▶ Exercise details:
Can you repeat the court opinion from "Appeal by defendants" down to "Norris for defendant-appellants.", changing "plaintiff-appellee" to "petitioner-appellee"?

▶ Passage:
An unpublished opinion of the North Carolina Court of Appeals does not constitute controlling legal authority. Citation is disfavored, but may be permitted in accordance with the provisions of Rule 30(e)(3) of the North Carolina Rules of Appellate Proced ure.

NO. COA02-1020

NORTH CAROLINA COURT OF APPEALS

Filed: 15 July 2003

JOHNNY HALL,
    Petitioner/Plaintiff,

v .                             Yancey County
                                No. 99 SP 5
ARLENE BANKS STALEY and
husband, MICHAEL ENOCH
STALEY,
    Respondents/Defendants.

    Appeal by defendants from judgment entered 21 December 2001 by Judge James L. Baker in Yancey County Superior Court. Heard in the Court of Appeals 19 May 2003.

    Donny J. Laws for plaintiff-appellee.

    Staunton Norris for defendant-appellants.
    

    EAGLES, Chief Judge.

    Defendants Arlene Banks Staley and Michael Enoch Staley appeal from a judgment based upon a jury verdict that adopted plaintiff Johnny Hall's interpretation of the location of their common property line. Defendants assert three arguments on appeal: (1) the trial court should have granted defendants' motion for a directed verdict; (2) parol evidence offered during the testimony of plaintiff's surveyor and several neighbors should not have been admitted; and (3) the trial court improperly omitted the issue of superior title from the jury instructions. After carefulconsideration of the record and arguments of counsel, we discern no error.

▶ Provided records:
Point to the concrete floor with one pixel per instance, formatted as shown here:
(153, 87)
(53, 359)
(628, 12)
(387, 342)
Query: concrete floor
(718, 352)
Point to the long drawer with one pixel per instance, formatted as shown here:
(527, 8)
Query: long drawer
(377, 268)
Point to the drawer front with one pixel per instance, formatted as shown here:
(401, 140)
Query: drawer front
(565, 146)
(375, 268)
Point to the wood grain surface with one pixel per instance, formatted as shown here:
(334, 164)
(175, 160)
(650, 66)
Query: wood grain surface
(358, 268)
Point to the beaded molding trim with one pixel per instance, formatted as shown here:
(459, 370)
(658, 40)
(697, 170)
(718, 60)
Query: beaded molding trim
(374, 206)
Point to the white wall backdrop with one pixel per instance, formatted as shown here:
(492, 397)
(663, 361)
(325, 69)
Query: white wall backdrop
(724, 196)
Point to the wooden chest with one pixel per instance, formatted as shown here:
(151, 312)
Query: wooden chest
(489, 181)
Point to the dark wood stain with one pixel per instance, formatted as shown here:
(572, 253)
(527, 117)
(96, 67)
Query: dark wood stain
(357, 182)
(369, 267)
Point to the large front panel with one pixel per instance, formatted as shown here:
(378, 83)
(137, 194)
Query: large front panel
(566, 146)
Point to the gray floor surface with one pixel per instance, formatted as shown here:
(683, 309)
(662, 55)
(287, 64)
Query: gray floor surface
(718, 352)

* * *

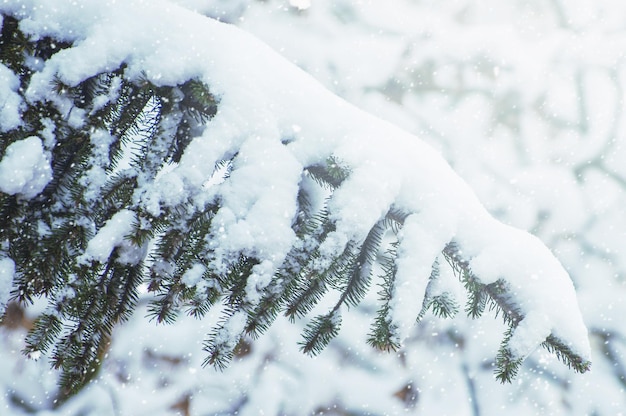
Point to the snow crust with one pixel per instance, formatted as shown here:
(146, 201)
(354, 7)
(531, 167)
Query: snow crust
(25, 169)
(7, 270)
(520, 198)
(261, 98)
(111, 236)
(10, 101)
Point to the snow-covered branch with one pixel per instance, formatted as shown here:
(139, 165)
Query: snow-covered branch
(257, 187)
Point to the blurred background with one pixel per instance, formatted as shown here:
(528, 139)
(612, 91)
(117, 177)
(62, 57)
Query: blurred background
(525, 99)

▶ Solution for this problem:
Appeal by defendants from judgment entered 21 December 2001 by Judge James L. Baker in Yancey County Superior Court. Heard in the Court of Appeals 19 May 2003.

    Donny J. Laws for petitioner-appellee.

    Staunton Norris for defendant-appellants.